• 本文:
----
2025 JUN 15 17:17:17 pm by 西 牟呂雄

 朝、八時に船を下す。湾内は微風で、やや雲があるものの雨はなさそうである。今日は恒例の油壷ー伊東レース。ところが、我が艇は幹事になっているため、スキッパーは本部詰め、ボースンも伊東待機となり、僕は別の僚船に乗ることになった。
 それが普段の自分の船とは違う船に乗るとスイッチ一つ分からない。舵を取っても感触は微妙に違う。これは車の運転よりも深刻だ。レンタカーだろうが新車だろうがハンドルを握ってアクセルを踏めば動くことは動く。ところがクルーザーの場合はまっすぐ行くのも感覚が違って、車で言えば『車庫入れ』のような操船は難しい。おまけに乗せてもらった船は今どきのハイ・テク船で、セールの上げ下ろしまで電動。凄い船だった。

デジタル

ラットもデカい

 エントリーを済ませ、本部船と黄色いマークを結んだ線がスタート・ラインなのでその線に沿うようにポジション取りが始まった。風は南西の吹上で、伊東はほぼ真東である。いわゆる片上り(かたのぼり)というやつで、余計なタックはかけずに行ける、というのがスキッパーの作戦だ。5分前・4分前(エンジンストップ)、風に向かうかたちで進み、スタートのホーンと同時に大きく舵を切った。ヨシ!ナイス・スタート!
----
• エントリー一覧:
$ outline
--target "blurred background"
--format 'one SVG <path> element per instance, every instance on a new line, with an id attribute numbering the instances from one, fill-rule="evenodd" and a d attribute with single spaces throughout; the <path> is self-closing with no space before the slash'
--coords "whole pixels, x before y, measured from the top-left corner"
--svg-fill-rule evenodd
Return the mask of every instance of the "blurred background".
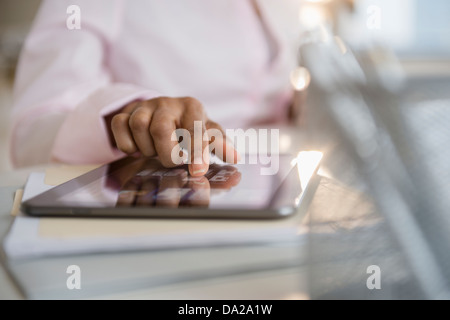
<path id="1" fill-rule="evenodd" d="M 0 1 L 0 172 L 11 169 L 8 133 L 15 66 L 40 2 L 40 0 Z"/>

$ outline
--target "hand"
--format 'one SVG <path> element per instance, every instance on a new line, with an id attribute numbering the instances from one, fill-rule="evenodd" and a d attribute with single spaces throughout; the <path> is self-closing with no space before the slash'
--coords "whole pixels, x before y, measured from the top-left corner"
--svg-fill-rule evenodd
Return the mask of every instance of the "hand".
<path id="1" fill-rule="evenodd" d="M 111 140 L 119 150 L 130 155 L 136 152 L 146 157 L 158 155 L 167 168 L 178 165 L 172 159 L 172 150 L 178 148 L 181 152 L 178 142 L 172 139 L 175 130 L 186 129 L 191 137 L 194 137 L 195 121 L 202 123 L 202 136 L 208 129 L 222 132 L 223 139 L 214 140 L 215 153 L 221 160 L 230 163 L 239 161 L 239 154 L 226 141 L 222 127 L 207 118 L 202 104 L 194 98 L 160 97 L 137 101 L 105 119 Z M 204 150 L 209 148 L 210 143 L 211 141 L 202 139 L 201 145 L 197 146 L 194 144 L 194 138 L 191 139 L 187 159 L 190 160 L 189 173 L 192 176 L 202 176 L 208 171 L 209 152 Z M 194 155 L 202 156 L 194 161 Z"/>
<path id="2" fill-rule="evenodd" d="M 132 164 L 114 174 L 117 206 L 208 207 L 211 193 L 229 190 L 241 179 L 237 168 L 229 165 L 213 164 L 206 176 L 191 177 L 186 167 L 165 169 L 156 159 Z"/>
----
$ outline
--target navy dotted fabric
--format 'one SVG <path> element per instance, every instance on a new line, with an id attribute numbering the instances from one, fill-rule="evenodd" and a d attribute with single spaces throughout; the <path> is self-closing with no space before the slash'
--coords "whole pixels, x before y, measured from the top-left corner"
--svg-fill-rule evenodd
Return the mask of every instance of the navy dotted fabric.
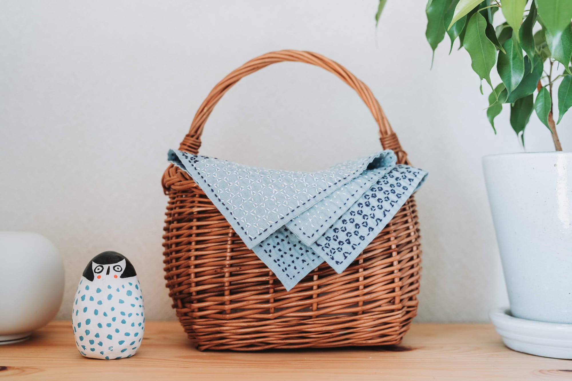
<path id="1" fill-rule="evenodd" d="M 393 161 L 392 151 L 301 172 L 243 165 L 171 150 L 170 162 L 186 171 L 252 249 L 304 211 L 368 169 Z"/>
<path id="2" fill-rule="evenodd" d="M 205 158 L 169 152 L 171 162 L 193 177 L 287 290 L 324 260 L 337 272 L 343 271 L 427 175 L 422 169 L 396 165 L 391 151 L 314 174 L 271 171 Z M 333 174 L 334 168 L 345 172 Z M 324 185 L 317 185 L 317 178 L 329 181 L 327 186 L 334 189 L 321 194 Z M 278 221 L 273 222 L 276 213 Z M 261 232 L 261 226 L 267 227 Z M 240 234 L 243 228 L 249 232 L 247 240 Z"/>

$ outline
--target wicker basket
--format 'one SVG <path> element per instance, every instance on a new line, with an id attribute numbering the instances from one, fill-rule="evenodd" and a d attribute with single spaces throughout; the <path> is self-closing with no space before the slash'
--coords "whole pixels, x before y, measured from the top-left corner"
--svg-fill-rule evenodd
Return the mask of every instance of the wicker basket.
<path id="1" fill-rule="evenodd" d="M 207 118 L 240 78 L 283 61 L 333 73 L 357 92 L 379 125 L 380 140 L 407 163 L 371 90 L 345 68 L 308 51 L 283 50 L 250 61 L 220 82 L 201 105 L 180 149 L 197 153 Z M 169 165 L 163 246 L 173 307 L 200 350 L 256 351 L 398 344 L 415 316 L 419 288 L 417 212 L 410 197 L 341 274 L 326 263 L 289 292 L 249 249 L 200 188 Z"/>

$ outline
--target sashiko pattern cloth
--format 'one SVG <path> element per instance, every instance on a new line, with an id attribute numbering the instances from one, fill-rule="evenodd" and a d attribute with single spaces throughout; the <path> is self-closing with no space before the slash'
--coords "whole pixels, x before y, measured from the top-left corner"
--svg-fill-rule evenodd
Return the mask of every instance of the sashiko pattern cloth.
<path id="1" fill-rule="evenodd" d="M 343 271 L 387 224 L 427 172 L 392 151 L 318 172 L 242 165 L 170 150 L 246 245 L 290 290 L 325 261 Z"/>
----
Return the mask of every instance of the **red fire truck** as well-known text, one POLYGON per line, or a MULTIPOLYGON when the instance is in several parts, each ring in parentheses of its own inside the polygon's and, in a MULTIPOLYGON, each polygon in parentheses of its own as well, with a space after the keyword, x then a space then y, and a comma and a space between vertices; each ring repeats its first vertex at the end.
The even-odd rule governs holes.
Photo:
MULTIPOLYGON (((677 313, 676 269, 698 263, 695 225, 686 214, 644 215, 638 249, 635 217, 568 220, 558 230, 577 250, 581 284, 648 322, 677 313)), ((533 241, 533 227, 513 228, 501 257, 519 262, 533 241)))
----
• 練習問題:
A - 次の(i)〜(iii)が本文の内容と合っているかをそれぞれ「はい」か「いいえ」で答え、決め手となる本文の語句をそのまま引用せよ。(i) 語り手はいつもの自分の艇に乗ってレースに出た。(ii) 乗せてもらった船は、セールの上げ下ろしまで電動だった。(iii) 当日の風は北東から吹いていた。
B - エントリーのうち、「Return the mask of every instance of the **red」を含む行から「MULTIPOLYGON (((677 313, 676」を含む行までを、指示文も含めてすべて書き直し、解答の座標の数値をどれも87ずつ増やせ。この範囲の行だけを示すこと。

• 各問の解答:
A -
(i) いいえ。「僕は別の僚船に乗ることになった。」
(ii) はい。「セールの上げ下ろしまで電動。」
(iii) いいえ。「風は南西の吹上で、伊東はほぼ真東である。」

B -
Return the mask of every instance of the **red fire truck** as well-known text, one POLYGON per line, or a MULTIPOLYGON when the instance is in several parts, each ring in parentheses of its own inside the polygon's and, in a MULTIPOLYGON, each polygon in parentheses of its own as well, with a space after the keyword, x then a space then y, and a comma and a space between vertices; each ring repeats its first vertex at the end.
The even-odd rule governs holes.
Photo:
MULTIPOLYGON (((764 400, 763 356, 785 350, 782 312, 773 301, 731 302, 725 336, 722 304, 655 307, 645 317, 664 337, 668 371, 735 409, 764 400)), ((620 328, 620 314, 600 315, 588 344, 606 349, 620 328)))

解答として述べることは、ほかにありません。